Records:
--------------------
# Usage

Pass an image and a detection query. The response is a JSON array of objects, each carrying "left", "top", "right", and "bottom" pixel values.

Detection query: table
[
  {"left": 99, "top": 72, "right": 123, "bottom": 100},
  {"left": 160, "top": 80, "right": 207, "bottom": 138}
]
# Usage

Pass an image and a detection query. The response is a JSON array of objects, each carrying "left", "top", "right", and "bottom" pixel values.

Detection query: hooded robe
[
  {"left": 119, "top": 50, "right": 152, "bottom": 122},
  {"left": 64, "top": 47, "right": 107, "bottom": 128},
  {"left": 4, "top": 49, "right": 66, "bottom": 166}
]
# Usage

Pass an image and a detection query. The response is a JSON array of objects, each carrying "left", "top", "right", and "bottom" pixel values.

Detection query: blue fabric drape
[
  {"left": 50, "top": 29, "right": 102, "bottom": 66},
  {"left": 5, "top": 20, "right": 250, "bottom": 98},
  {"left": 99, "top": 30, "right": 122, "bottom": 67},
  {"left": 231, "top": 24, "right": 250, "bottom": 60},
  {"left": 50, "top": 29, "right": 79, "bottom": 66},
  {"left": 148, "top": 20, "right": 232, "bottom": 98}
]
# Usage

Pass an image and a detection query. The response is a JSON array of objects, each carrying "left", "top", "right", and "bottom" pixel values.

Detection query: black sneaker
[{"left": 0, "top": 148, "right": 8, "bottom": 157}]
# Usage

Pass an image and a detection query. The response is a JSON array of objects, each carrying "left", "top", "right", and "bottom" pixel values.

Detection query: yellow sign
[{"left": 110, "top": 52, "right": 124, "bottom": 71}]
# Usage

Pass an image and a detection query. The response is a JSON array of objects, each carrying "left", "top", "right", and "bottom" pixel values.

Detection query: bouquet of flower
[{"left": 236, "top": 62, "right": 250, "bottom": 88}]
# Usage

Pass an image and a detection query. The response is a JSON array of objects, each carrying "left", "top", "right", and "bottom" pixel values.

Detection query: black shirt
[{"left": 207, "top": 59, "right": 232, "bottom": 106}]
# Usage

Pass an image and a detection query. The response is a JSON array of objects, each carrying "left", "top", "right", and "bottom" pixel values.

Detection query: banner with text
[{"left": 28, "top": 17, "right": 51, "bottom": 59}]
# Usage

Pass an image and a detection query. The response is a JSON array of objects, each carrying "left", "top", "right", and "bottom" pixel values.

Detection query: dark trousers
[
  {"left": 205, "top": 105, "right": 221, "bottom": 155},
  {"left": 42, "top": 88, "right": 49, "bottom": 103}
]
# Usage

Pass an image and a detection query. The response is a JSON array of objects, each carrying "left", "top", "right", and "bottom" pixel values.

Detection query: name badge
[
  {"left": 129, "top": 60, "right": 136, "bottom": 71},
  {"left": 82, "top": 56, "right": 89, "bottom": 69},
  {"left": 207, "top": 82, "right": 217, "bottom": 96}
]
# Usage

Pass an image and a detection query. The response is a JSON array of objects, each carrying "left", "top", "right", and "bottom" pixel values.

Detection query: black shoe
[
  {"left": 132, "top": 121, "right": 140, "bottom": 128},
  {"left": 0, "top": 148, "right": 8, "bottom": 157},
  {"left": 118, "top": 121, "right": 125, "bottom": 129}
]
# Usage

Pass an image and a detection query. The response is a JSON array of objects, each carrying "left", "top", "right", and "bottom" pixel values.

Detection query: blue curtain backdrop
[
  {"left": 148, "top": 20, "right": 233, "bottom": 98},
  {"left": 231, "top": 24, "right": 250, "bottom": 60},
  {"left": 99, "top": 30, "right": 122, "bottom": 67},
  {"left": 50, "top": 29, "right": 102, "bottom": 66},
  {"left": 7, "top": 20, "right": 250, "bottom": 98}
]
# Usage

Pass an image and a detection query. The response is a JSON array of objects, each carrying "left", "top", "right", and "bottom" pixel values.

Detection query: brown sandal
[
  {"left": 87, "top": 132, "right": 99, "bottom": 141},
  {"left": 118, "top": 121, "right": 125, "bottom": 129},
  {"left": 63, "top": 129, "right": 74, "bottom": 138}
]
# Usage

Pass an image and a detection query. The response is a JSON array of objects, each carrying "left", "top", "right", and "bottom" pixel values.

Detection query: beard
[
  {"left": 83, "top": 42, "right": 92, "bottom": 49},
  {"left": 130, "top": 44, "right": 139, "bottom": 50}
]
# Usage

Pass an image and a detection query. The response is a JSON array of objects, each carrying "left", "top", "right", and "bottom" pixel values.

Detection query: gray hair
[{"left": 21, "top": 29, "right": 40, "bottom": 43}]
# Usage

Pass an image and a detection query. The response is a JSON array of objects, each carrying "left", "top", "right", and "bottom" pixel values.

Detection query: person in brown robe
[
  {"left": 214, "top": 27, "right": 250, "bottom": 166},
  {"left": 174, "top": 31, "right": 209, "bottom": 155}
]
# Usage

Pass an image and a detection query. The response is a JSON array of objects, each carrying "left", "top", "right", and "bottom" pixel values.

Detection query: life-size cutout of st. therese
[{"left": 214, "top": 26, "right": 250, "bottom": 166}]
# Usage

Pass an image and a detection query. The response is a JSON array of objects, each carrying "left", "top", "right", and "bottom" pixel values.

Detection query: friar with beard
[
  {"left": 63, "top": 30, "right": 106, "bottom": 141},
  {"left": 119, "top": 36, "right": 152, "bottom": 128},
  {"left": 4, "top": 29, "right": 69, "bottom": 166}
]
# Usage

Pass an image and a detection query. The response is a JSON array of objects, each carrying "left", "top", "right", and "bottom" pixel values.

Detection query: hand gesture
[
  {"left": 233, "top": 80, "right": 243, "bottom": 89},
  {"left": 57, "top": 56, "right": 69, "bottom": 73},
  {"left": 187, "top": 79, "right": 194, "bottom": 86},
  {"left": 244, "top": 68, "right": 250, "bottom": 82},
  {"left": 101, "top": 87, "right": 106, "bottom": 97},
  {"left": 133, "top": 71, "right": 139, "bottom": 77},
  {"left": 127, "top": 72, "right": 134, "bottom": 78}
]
--------------------
**Task prompt:** From the items above, pull out each line that contains the word "robe" and copy it.

**Result of this task:**
Detection query: hooded robe
Detection query: person in brown robe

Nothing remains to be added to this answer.